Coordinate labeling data
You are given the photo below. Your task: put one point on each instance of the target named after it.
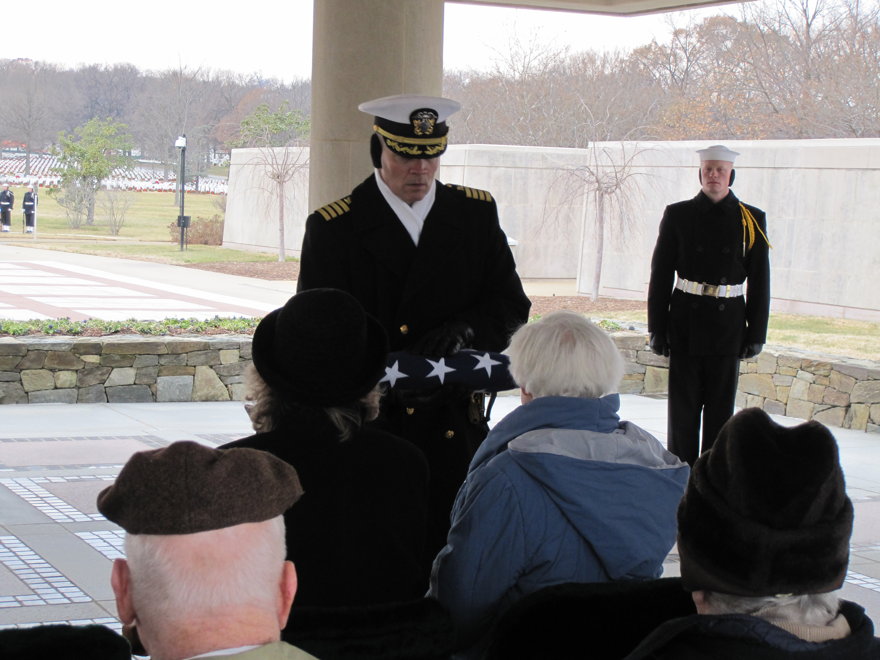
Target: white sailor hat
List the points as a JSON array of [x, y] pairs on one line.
[[410, 124], [718, 152]]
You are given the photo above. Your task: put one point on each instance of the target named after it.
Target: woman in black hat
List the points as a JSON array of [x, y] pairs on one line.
[[357, 535]]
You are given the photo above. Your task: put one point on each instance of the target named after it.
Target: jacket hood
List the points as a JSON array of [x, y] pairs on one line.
[[612, 482]]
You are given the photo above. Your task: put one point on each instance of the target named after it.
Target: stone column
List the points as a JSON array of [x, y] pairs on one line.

TASK OBJECTIVE
Arrange the material above as a numbered list, one line per item, skipping any blank lines. Leave the picture out of your answer.

RESULT OF THE EXERCISE
1. You are given the photo below. Your task: put one point on each instance of the target named after it.
2. Target: white sailor hat
3. List the points as a JSON array of [x, y] pairs on one line.
4. [[410, 124], [718, 152]]
5. You are given the photo above. Your task: put one point on each instance of the target named after it.
6. Target: woman in black hat
7. List the points as a JSON array of [x, y] pairs on one line.
8. [[357, 535]]
9. You are given the photo above. Your task: put one point on each instance of the target named after it.
10. Target: jacket hood
11. List the points as a JSON array of [x, y] pairs on one line.
12. [[612, 482]]
13. You are given the photo above. Your task: put one point on each instance of the target named after it.
14. Target: stone column
15. List the points as a JSON array of [x, y] pairs on one line.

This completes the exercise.